Material for this exercise below:
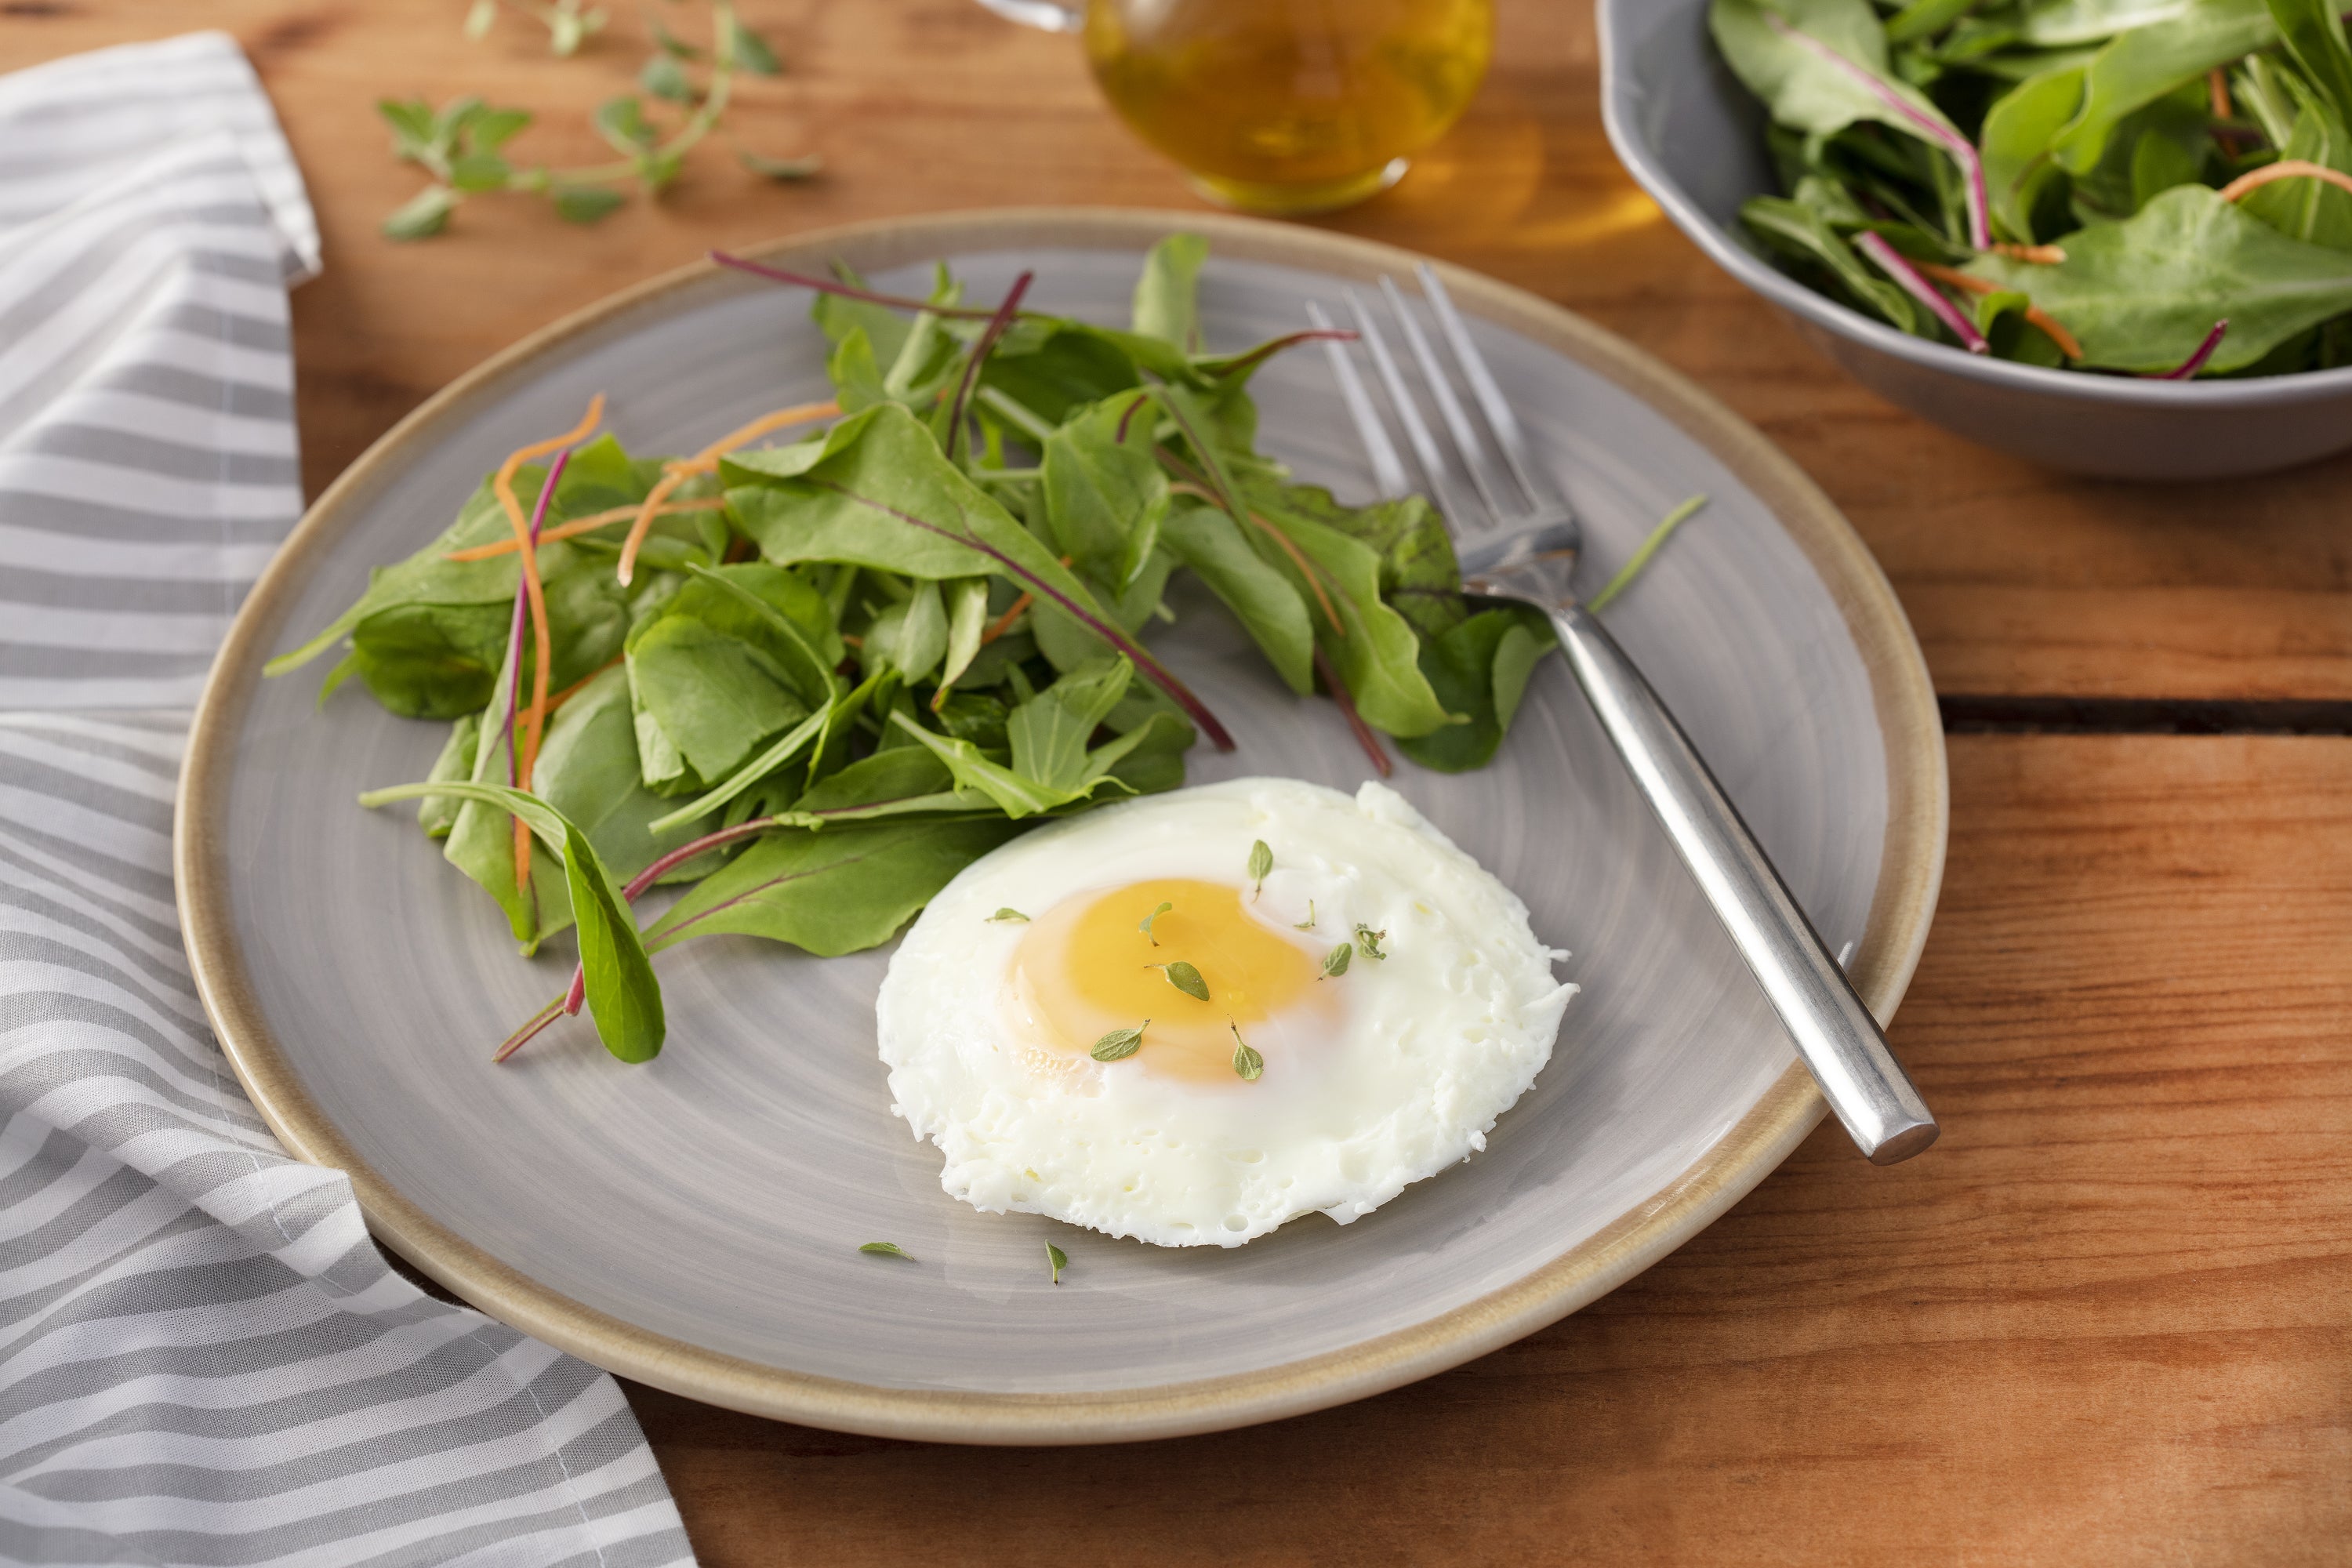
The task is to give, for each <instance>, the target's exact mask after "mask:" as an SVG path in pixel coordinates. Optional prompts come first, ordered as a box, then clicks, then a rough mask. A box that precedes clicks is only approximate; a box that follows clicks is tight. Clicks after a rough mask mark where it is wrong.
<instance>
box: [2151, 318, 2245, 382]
mask: <svg viewBox="0 0 2352 1568" xmlns="http://www.w3.org/2000/svg"><path fill="white" fill-rule="evenodd" d="M2225 336H2230V317H2227V315H2225V317H2220V320H2218V322H2213V331H2209V334H2206V341H2204V343H2199V346H2197V353H2192V355H2190V357H2187V360H2183V362H2180V364H2176V367H2171V369H2159V371H2147V376H2143V378H2145V381H2190V378H2192V376H2194V374H2197V371H2201V369H2204V367H2206V360H2211V357H2213V350H2216V348H2220V341H2223V339H2225Z"/></svg>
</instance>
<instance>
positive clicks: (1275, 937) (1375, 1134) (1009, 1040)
mask: <svg viewBox="0 0 2352 1568" xmlns="http://www.w3.org/2000/svg"><path fill="white" fill-rule="evenodd" d="M1258 844H1263V846H1265V849H1263V851H1258V849H1256V846H1258ZM1343 945H1345V954H1338V950H1341V947H1343ZM1562 957H1566V954H1564V952H1555V950H1550V947H1545V945H1543V943H1538V940H1536V936H1534V931H1531V929H1529V922H1526V905H1524V903H1519V898H1517V896H1512V891H1510V889H1505V886H1503V884H1501V882H1496V879H1494V877H1491V875H1489V872H1486V870H1482V867H1479V865H1477V860H1472V858H1470V856H1465V853H1463V851H1461V849H1456V846H1454V842H1451V839H1446V837H1444V835H1442V832H1439V830H1437V827H1432V825H1430V823H1428V820H1423V816H1421V813H1418V811H1414V806H1411V804H1409V802H1406V799H1404V797H1402V795H1397V792H1395V790H1388V788H1383V785H1376V783H1367V785H1364V788H1362V790H1357V795H1355V797H1352V799H1350V797H1348V795H1343V792H1338V790H1327V788H1322V785H1310V783H1301V780H1294V778H1237V780H1230V783H1216V785H1204V788H1192V790H1176V792H1169V795H1150V797H1143V799H1131V802H1122V804H1112V806H1103V809H1098V811H1089V813H1084V816H1077V818H1068V820H1061V823H1054V825H1047V827H1040V830H1037V832H1030V835H1025V837H1021V839H1014V842H1011V844H1007V846H1004V849H997V851H995V853H990V856H985V858H981V860H976V863H974V865H969V867H967V870H964V872H962V875H960V877H957V879H955V882H950V884H948V886H946V889H943V891H941V893H938V898H934V900H931V905H929V907H927V910H924V912H922V917H920V919H917V922H915V926H913V929H910V931H908V936H906V940H903V943H901V947H898V952H896V954H894V957H891V964H889V976H887V978H884V980H882V994H880V999H877V1032H880V1046H882V1060H884V1065H887V1067H889V1088H891V1098H894V1100H896V1105H894V1112H896V1114H901V1117H906V1121H908V1126H913V1128H915V1135H917V1138H929V1140H931V1143H934V1145H938V1150H941V1154H943V1157H946V1166H943V1171H941V1185H943V1187H946V1190H948V1194H950V1197H957V1199H962V1201H967V1204H971V1206H974V1208H981V1211H988V1213H1004V1211H1018V1213H1042V1215H1051V1218H1056V1220H1068V1222H1073V1225H1084V1227H1091V1229H1101V1232H1108V1234H1112V1237H1138V1239H1143V1241H1155V1244H1160V1246H1240V1244H1244V1241H1251V1239H1254V1237H1263V1234H1268V1232H1270V1229H1275V1227H1277V1225H1282V1222H1284V1220H1291V1218H1296V1215H1303V1213H1310V1211H1317V1213H1324V1215H1329V1218H1334V1220H1338V1222H1341V1225H1348V1222H1350V1220H1357V1218H1362V1215H1367V1213H1371V1211H1374V1208H1378V1206H1381V1204H1385V1201H1388V1199H1392V1197H1397V1194H1399V1192H1402V1190H1404V1187H1406V1185H1409V1182H1416V1180H1423V1178H1428V1175H1435V1173H1437V1171H1442V1168H1446V1166H1451V1164H1456V1161H1463V1159H1468V1157H1470V1154H1472V1152H1475V1150H1482V1147H1486V1133H1489V1131H1491V1128H1494V1124H1496V1117H1501V1114H1503V1112H1505V1110H1510V1105H1512V1103H1515V1100H1517V1098H1519V1095H1522V1093H1526V1088H1529V1086H1531V1084H1534V1081H1536V1074H1538V1072H1541V1070H1543V1065H1545V1060H1550V1053H1552V1039H1555V1037H1557V1032H1559V1018H1562V1011H1564V1009H1566V1004H1569V997H1571V994H1573V990H1576V987H1573V985H1562V983H1559V980H1555V978H1552V961H1555V959H1562ZM1136 1030H1141V1032H1138V1034H1129V1032H1136Z"/></svg>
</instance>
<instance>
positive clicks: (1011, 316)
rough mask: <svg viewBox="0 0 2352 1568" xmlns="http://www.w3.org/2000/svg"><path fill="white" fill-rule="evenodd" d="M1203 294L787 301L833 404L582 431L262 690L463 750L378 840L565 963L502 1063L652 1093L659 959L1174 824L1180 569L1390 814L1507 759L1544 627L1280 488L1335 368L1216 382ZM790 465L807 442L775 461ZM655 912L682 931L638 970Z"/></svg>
mask: <svg viewBox="0 0 2352 1568" xmlns="http://www.w3.org/2000/svg"><path fill="white" fill-rule="evenodd" d="M1204 256H1207V247H1204V244H1202V242H1200V240H1197V237H1192V235H1174V237H1169V240H1164V242H1162V244H1160V247H1155V249H1152V252H1150V256H1148V261H1145V266H1143V277H1141V280H1138V284H1136V296H1134V324H1131V327H1129V329H1105V327H1094V324H1087V322H1077V320H1063V317H1054V315H1040V313H1028V310H1018V299H1021V292H1023V289H1025V282H1028V280H1025V277H1023V282H1021V284H1016V289H1014V292H1011V294H1009V296H1007V301H1004V303H1000V306H995V308H983V306H969V303H964V287H962V282H957V280H955V277H950V275H948V270H946V268H941V270H938V275H936V280H934V287H931V292H929V296H927V299H908V301H901V299H891V296H884V294H875V292H870V289H866V284H863V282H861V280H858V277H854V275H849V273H847V270H842V275H840V277H814V280H807V277H795V275H790V273H781V275H776V277H781V280H783V282H795V284H809V287H814V289H816V299H814V310H811V313H814V320H816V324H818V327H821V329H823V334H826V339H828V343H830V353H828V369H830V378H833V388H835V402H826V404H811V407H800V409H783V411H779V414H771V416H767V418H762V421H755V423H753V425H746V428H743V430H736V433H731V435H727V437H722V440H720V442H715V444H713V447H706V449H703V451H699V454H691V456H684V458H668V461H663V458H654V456H640V454H630V451H628V449H623V447H621V442H619V440H614V437H612V435H600V437H593V440H590V435H593V425H595V418H597V409H590V418H588V421H583V425H581V428H579V430H574V433H572V435H564V437H555V440H548V442H539V444H536V447H527V449H524V451H520V454H515V456H513V458H508V463H506V465H503V468H501V470H499V473H496V475H492V477H489V480H485V484H482V487H480V489H477V491H475V494H473V496H470V498H468V501H466V503H463V505H461V508H459V515H456V520H454V522H452V524H449V527H447V529H445V531H442V534H440V538H435V541H433V543H430V545H426V548H423V550H419V552H416V555H412V557H409V559H405V562H395V564H388V567H381V569H376V574H374V578H372V581H369V585H367V592H362V595H360V599H358V602H355V604H353V607H350V609H346V611H343V614H341V616H336V618H334V623H329V625H327V628H325V630H320V632H318V635H315V637H313V639H310V642H306V644H301V646H299V649H294V651H289V654H285V656H282V658H278V661H273V663H270V665H268V670H270V675H280V672H285V670H292V668H296V665H303V663H308V661H313V658H318V656H322V654H327V651H329V649H341V658H339V663H334V668H332V672H329V675H327V682H325V686H322V696H320V701H325V698H327V696H332V693H334V691H336V689H339V686H343V684H348V682H358V684H362V686H367V691H369V693H374V698H376V701H379V703H381V705H383V708H388V710H390V712H397V715H402V717H414V719H433V722H442V724H447V726H449V736H447V743H445V745H442V750H440V757H437V762H435V764H433V769H430V776H428V778H423V780H416V783H405V785H395V788H388V790H376V792H372V795H367V797H362V804H367V806H381V804H390V802H416V820H419V825H421V827H423V832H426V835H428V837H433V839H440V842H442V853H445V858H447V860H449V863H452V865H456V867H459V870H461V872H463V875H466V877H470V879H473V882H475V884H480V886H482V891H485V893H487V896H489V898H492V900H494V903H496V905H499V910H501V912H503V914H506V922H508V926H510V929H513V936H515V940H517V943H520V945H522V952H527V954H529V952H534V950H536V947H539V945H541V943H546V940H548V938H550V936H555V933H560V931H562V929H567V926H576V929H579V952H581V959H579V969H576V973H574V983H572V990H569V994H564V997H560V999H555V1001H550V1004H548V1006H546V1009H541V1011H539V1013H536V1016H534V1018H532V1020H527V1023H524V1025H522V1027H520V1030H517V1032H515V1034H513V1037H510V1039H508V1041H506V1044H503V1046H501V1058H503V1056H506V1053H510V1051H513V1048H517V1046H520V1044H522V1041H527V1039H529V1037H532V1034H536V1032H539V1030H541V1027H546V1025H548V1023H553V1020H555V1018H562V1016H567V1013H579V1011H581V1009H583V1006H586V1009H588V1011H590V1016H593V1018H595V1025H597V1032H600V1034H602V1039H604V1044H607V1046H609V1048H612V1053H614V1056H619V1058H623V1060H647V1058H652V1056H654V1053H656V1051H659V1048H661V1041H663V1027H666V1025H663V1009H661V987H659V980H656V976H654V966H652V954H656V952H661V950H666V947H673V945H677V943H682V940H691V938H696V936H710V933H722V931H727V933H743V936H762V938H769V940H779V943H793V945H797V947H804V950H809V952H816V954H840V952H851V950H858V947H873V945H877V943H884V940H889V938H891V936H894V933H896V931H898V929H901V926H903V924H906V922H908V919H910V917H913V914H915V912H917V910H922V905H924V903H927V900H929V898H931V896H934V893H936V891H938V889H941V886H943V884H946V882H948V879H950V877H955V875H957V872H960V870H962V867H964V865H969V863H971V860H976V858H978V856H983V853H988V851H990V849H995V846H997V844H1004V842H1007V839H1009V837H1014V835H1018V832H1021V830H1023V827H1025V825H1030V823H1035V820H1040V818H1049V816H1063V813H1073V811H1084V809H1089V806H1096V804H1103V802H1108V799H1122V797H1131V795H1145V792H1155V790H1171V788H1176V785H1181V783H1183V757H1185V750H1190V748H1192V743H1195V741H1197V738H1202V736H1207V738H1209V741H1211V743H1214V745H1218V748H1232V738H1230V736H1228V733H1225V729H1223V724H1221V722H1218V719H1216V715H1214V710H1211V708H1209V703H1207V701H1202V696H1197V693H1195V691H1192V689H1188V686H1185V682H1183V679H1181V677H1178V675H1176V672H1174V670H1171V668H1169V665H1167V663H1164V661H1162V658H1160V656H1157V654H1152V649H1150V646H1148V632H1150V630H1152V628H1155V625H1160V623H1164V621H1171V618H1174V614H1171V611H1169V609H1167V588H1169V581H1171V576H1174V574H1176V571H1181V569H1188V571H1192V574H1195V576H1197V578H1200V583H1202V588H1207V590H1209V595H1214V597H1216V599H1221V602H1223V607H1225V609H1228V611H1230V614H1232V616H1235V618H1237V621H1240V623H1242V625H1244V628H1247V630H1249V635H1251V639H1254V642H1256V646H1258V649H1261V651H1263V654H1265V661H1268V665H1270V668H1272V670H1275V675H1277V677H1279V679H1282V682H1284V684H1287V686H1289V689H1291V691H1296V693H1298V696H1301V698H1308V696H1312V693H1315V691H1317V689H1319V691H1322V693H1324V696H1329V698H1334V703H1336V705H1338V708H1341V712H1343V715H1345V722H1350V724H1352V726H1355V731H1357V736H1359V738H1362V743H1364V748H1367V752H1369V757H1371V762H1374V764H1376V766H1378V769H1381V771H1383V773H1385V771H1388V766H1390V764H1388V743H1383V741H1381V736H1388V741H1390V743H1395V745H1397V748H1399V750H1402V752H1404V755H1406V757H1414V759H1416V762H1421V764H1425V766H1432V769H1475V766H1482V764H1486V762H1489V759H1491V757H1494V752H1496V748H1498V745H1501V741H1503V733H1505V731H1508V729H1510V722H1512V715H1515V710H1517V703H1519V693H1522V691H1524V686H1526V677H1529V670H1531V668H1534V663H1536V661H1538V658H1541V654H1543V651H1545V649H1548V646H1550V642H1552V635H1550V625H1548V621H1545V618H1543V616H1541V614H1538V611H1534V609H1526V607H1489V609H1482V607H1477V604H1470V602H1465V599H1463V592H1461V574H1458V569H1456V562H1454V550H1451V543H1449V541H1446V531H1444V522H1442V520H1439V517H1437V512H1432V510H1430V505H1428V503H1425V501H1418V498H1411V501H1383V503H1376V505H1364V508H1350V505H1341V503H1338V501H1334V498H1331V496H1329V494H1327V491H1322V489H1312V487H1305V484H1296V482H1294V480H1291V477H1289V473H1287V470H1284V468H1282V465H1279V463H1275V461H1272V458H1268V456H1263V454H1261V451H1258V449H1256V407H1254V404H1251V397H1249V378H1251V371H1254V369H1256V367H1258V364H1263V362H1265V360H1268V357H1270V355H1272V353H1279V350H1282V348H1289V346H1291V343H1298V341H1303V339H1308V336H1315V334H1296V336H1291V339H1279V341H1272V343H1261V346H1258V348H1254V350H1247V353H1237V355H1218V353H1209V350H1207V348H1204V346H1202V341H1200V313H1197V303H1195V282H1197V275H1200V268H1202V261H1204ZM722 261H729V263H734V266H743V268H748V270H757V273H774V270H771V268H762V266H757V263H743V261H734V259H727V256H722ZM795 425H800V428H807V425H818V428H816V430H814V433H804V437H802V440H797V442H793V444H783V447H753V444H748V442H753V440H755V437H757V435H764V433H771V430H779V428H795ZM541 458H553V461H550V463H546V465H541ZM527 508H529V510H527ZM1677 520H1679V517H1677ZM1336 717H1338V715H1336ZM517 825H520V827H517ZM1270 865H1272V856H1270V851H1268V849H1265V846H1263V844H1258V846H1254V851H1251V865H1249V875H1251V877H1254V879H1263V877H1265V872H1268V870H1270ZM659 884H684V891H682V896H680V898H677V900H675V903H670V905H668V907H666V910H663V912H661V914H659V917H656V919H654V922H652V924H647V926H644V929H642V931H640V926H637V914H635V912H633V910H630V903H633V900H637V898H642V896H644V893H649V891H652V889H654V886H659ZM995 919H1004V922H1018V919H1025V917H1023V914H1021V912H1016V910H1000V912H997V914H995ZM1376 936H1378V933H1357V938H1359V940H1357V950H1359V952H1362V954H1364V957H1378V950H1376ZM1167 978H1169V983H1171V985H1174V987H1178V990H1188V992H1192V994H1200V990H1202V983H1200V976H1197V973H1192V971H1190V966H1185V964H1171V966H1169V976H1167ZM1105 1044H1110V1046H1112V1048H1115V1046H1117V1041H1105ZM1096 1053H1098V1056H1101V1048H1098V1051H1096ZM1249 1058H1251V1053H1249V1051H1247V1046H1237V1056H1235V1060H1237V1070H1240V1072H1244V1077H1249V1072H1247V1070H1244V1067H1242V1063H1244V1060H1249Z"/></svg>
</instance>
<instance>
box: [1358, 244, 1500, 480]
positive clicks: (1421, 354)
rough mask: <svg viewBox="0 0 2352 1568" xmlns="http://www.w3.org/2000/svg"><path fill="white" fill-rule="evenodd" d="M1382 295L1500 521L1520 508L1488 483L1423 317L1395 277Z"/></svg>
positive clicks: (1428, 387)
mask: <svg viewBox="0 0 2352 1568" xmlns="http://www.w3.org/2000/svg"><path fill="white" fill-rule="evenodd" d="M1381 294H1385V296H1388V313H1390V315H1395V317H1397V329H1399V331H1404V346H1406V348H1411V350H1414V364H1416V367H1418V369H1421V378H1423V381H1425V383H1428V388H1430V397H1432V400H1435V402H1437V416H1439V418H1442V421H1444V425H1446V435H1451V437H1454V451H1456V454H1461V468H1463V473H1465V475H1470V487H1472V489H1477V498H1479V501H1484V503H1486V517H1489V520H1494V522H1501V520H1503V517H1508V515H1510V510H1517V508H1510V510H1505V508H1503V501H1501V498H1498V496H1496V491H1494V484H1489V480H1486V470H1489V461H1486V449H1484V447H1482V444H1479V440H1477V433H1475V430H1472V428H1470V416H1468V411H1465V409H1463V400H1461V397H1456V395H1454V381H1451V378H1449V376H1446V367H1444V364H1439V362H1437V350H1432V348H1430V339H1428V334H1425V331H1421V320H1418V317H1416V315H1414V310H1411V306H1406V303H1404V292H1402V289H1399V287H1397V280H1395V277H1385V275H1383V277H1381Z"/></svg>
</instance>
End of Material for this exercise.
To do
Render everything from the start of the data down to and including the line that contains "positive clicks: (1275, 937)" as a Markdown table with the columns "Row" and "Line", one numbered row per line, with blank lines skipped. Leave the picture out of the table.

Solution for this exercise
| Row | Line |
|---|---|
| 1 | The task is to give, for each <instance>, the target's exact mask after "mask:" as an SVG path in pixel coordinates. Optional prompts come first, ordered as a box, then clicks, then a rough mask. A box that precedes clicks is only approximate; a box that follows clicks is tight. Clicks after a rough mask mark where it is wrong. |
| 2 | <instance> |
| 3 | box: [2151, 318, 2245, 382] |
| 4 | mask: <svg viewBox="0 0 2352 1568" xmlns="http://www.w3.org/2000/svg"><path fill="white" fill-rule="evenodd" d="M2225 336H2230V317H2227V315H2225V317H2220V320H2218V322H2213V331H2209V334H2206V341H2204V343H2199V346H2197V353H2192V355H2190V357H2187V360H2183V362H2180V364H2176V367H2171V369H2159V371H2147V376H2143V378H2145V381H2190V378H2192V376H2194V374H2197V371H2201V369H2204V367H2206V360H2211V357H2213V350H2216V348H2220V341H2223V339H2225Z"/></svg> |
| 5 | </instance> |
| 6 | <instance> |
| 7 | positive clicks: (1275, 937) (1375, 1134) (1009, 1040) |